(Records from a collection)
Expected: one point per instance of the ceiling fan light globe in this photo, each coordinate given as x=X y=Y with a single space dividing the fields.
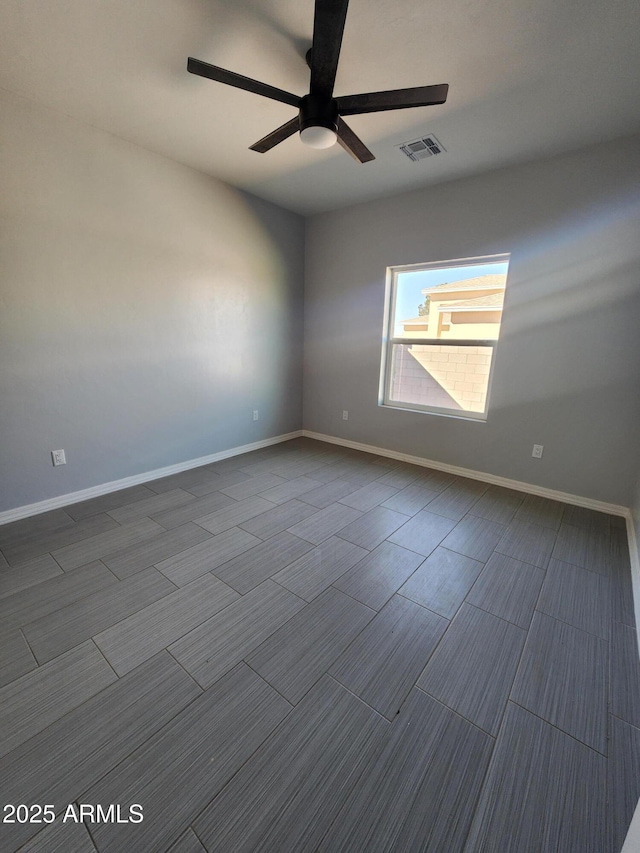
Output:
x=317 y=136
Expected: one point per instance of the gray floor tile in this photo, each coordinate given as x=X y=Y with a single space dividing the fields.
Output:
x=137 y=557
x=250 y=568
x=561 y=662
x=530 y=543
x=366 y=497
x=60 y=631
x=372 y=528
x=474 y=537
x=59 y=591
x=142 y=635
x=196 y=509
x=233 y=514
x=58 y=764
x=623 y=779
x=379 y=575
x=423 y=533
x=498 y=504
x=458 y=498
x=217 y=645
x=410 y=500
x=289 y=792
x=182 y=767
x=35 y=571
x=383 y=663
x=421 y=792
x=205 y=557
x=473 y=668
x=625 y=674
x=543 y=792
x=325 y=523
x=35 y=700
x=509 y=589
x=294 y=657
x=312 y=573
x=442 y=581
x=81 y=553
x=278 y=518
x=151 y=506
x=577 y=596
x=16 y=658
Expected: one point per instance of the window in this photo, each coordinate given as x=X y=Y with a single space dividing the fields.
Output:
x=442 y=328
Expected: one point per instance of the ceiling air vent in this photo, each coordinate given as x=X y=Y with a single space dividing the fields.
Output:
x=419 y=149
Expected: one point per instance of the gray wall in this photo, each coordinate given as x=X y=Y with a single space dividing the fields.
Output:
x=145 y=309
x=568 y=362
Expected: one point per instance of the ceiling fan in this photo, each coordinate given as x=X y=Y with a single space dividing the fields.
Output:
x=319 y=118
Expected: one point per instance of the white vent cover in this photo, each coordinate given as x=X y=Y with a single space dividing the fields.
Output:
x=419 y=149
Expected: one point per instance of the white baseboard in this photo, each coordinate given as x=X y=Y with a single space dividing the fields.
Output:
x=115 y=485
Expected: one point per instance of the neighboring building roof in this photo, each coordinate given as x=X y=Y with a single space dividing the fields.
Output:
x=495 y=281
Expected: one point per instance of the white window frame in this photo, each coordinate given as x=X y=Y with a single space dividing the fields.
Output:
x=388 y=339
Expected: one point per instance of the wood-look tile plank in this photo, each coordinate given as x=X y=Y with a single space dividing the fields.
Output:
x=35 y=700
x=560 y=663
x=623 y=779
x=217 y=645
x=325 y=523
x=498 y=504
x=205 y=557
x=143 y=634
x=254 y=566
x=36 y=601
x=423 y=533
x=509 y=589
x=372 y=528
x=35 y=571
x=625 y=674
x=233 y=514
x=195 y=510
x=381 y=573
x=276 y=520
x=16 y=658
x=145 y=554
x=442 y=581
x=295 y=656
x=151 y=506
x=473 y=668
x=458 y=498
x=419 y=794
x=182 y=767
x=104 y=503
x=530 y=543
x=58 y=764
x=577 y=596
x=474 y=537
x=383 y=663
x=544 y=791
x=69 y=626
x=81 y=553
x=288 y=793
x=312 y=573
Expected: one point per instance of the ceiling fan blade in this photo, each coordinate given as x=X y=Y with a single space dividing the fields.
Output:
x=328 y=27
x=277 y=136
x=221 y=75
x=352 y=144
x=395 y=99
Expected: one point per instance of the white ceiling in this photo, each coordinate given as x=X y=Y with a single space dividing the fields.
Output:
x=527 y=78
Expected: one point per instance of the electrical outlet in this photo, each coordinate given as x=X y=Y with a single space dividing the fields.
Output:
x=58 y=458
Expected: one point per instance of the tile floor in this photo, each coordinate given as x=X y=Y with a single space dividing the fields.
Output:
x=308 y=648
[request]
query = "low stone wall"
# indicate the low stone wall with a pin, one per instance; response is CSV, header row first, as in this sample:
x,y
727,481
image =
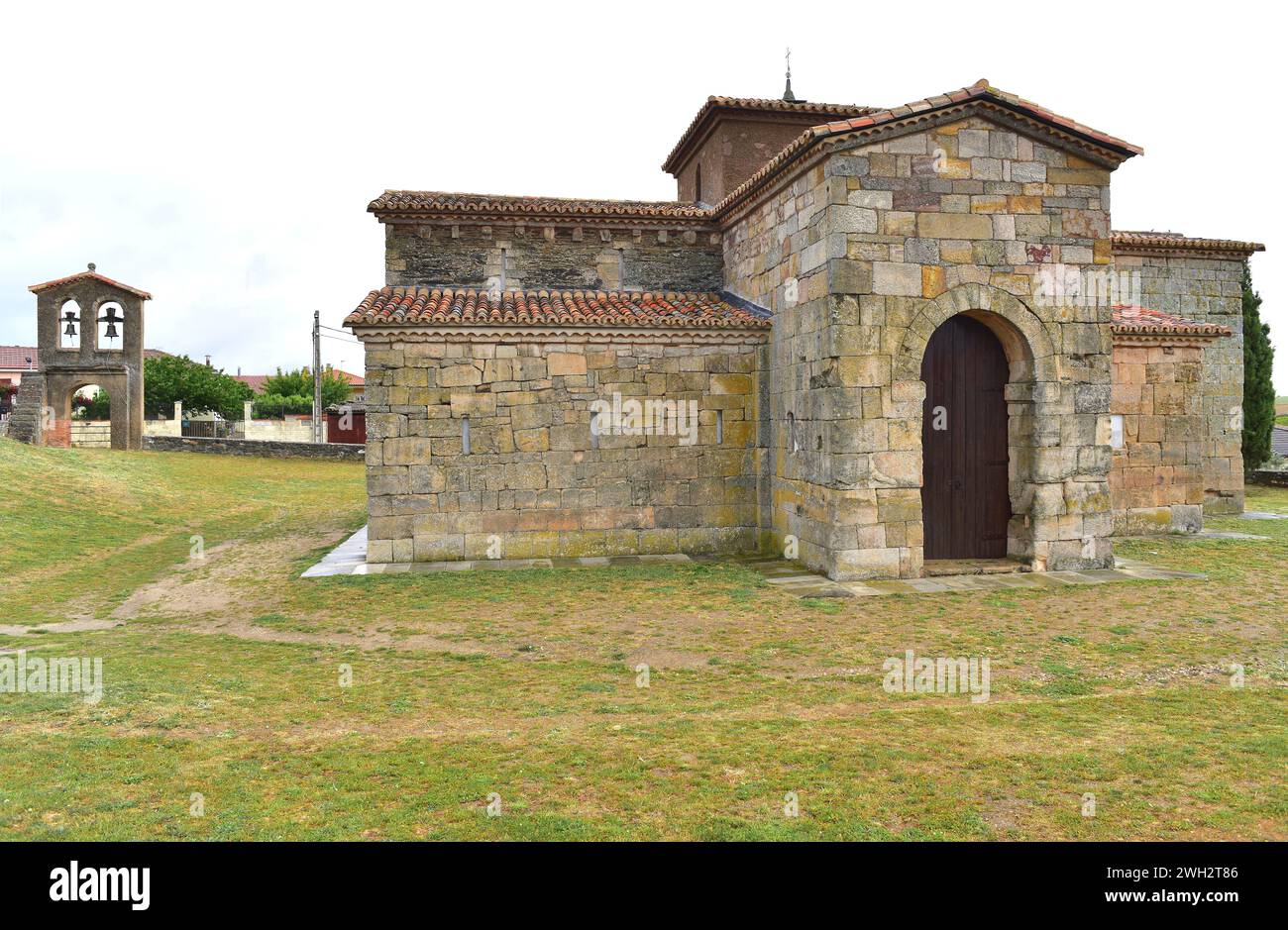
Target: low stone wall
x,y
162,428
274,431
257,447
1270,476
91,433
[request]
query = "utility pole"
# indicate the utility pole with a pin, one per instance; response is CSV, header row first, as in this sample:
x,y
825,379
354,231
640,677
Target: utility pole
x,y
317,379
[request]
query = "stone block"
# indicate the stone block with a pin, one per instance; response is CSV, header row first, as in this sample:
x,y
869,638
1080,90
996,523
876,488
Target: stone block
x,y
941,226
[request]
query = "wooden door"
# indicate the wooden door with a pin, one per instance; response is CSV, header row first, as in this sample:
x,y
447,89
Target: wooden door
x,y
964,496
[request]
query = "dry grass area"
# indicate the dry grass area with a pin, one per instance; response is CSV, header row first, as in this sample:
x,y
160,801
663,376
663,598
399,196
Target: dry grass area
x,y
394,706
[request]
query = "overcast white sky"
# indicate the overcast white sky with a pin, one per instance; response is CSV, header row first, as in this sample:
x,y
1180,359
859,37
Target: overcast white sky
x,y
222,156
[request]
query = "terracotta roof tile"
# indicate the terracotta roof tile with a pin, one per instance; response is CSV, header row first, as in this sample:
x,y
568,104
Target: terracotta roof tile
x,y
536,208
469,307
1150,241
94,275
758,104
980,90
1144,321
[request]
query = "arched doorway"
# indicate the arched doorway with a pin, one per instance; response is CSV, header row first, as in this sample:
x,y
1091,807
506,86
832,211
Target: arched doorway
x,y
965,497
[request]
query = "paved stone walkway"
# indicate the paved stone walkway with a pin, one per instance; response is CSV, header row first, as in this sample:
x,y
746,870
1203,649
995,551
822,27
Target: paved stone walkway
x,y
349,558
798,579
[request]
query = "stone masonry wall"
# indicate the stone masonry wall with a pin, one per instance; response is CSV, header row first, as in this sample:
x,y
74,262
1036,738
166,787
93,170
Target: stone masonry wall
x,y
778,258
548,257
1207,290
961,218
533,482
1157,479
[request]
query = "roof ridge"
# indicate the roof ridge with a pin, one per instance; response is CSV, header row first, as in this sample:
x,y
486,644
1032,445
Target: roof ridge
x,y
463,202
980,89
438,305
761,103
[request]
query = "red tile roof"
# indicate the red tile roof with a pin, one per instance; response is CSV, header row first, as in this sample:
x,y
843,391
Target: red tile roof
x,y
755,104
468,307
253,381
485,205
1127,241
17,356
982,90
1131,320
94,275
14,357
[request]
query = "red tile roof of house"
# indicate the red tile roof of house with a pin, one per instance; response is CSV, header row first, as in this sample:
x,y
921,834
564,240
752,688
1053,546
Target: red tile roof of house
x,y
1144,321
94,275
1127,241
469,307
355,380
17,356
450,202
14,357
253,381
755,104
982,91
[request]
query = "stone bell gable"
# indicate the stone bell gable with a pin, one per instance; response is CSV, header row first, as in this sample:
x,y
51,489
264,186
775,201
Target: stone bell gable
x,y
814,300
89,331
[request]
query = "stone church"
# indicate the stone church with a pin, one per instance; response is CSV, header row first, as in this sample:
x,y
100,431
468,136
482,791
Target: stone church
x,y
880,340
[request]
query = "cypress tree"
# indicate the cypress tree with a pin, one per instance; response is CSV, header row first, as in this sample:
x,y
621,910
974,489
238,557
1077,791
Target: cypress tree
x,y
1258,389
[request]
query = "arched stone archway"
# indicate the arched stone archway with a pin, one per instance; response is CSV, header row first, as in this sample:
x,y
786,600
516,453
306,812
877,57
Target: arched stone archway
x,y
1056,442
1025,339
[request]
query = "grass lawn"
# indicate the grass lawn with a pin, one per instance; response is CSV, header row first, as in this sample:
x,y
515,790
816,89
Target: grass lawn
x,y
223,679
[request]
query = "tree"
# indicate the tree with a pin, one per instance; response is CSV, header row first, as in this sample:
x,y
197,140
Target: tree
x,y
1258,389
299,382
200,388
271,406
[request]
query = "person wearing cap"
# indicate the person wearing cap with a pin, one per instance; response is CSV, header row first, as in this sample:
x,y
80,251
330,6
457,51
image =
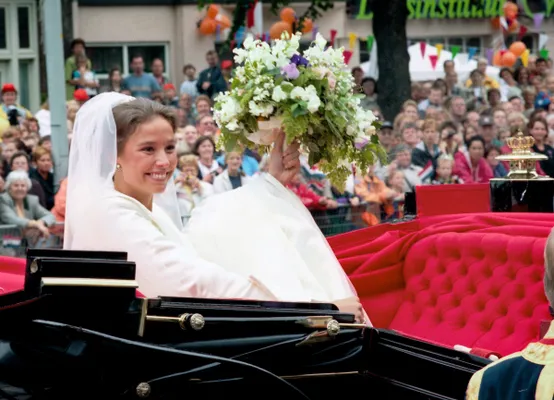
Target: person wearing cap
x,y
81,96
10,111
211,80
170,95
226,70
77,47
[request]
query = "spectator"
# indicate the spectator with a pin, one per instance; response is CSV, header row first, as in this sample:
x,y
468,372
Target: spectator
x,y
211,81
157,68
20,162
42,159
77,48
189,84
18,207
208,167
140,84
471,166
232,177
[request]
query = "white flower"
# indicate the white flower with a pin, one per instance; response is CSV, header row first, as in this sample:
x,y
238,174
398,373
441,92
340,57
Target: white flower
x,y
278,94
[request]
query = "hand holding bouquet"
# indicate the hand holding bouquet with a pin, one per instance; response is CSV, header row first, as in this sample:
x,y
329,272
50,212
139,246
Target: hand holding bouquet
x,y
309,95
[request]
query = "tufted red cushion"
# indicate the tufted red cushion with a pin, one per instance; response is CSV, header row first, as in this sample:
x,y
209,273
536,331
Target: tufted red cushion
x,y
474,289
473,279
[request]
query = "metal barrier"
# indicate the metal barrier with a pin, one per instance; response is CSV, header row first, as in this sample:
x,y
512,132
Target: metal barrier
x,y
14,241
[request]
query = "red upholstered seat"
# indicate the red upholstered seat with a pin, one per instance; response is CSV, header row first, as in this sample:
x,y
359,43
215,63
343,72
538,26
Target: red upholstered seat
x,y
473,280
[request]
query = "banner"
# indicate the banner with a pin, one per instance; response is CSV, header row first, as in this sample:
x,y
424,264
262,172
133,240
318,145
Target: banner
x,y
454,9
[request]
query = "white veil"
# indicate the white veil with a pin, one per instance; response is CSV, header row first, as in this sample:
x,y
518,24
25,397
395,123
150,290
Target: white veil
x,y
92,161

*Required task*: Pick out and copy every line of the entries above that contains the word "wooden". Letter case counts.

*Complete answer*:
query = "wooden door"
# indicate the wooden door with a pin, one per instance; response is CSV, header row first, as in this sample:
Target: wooden door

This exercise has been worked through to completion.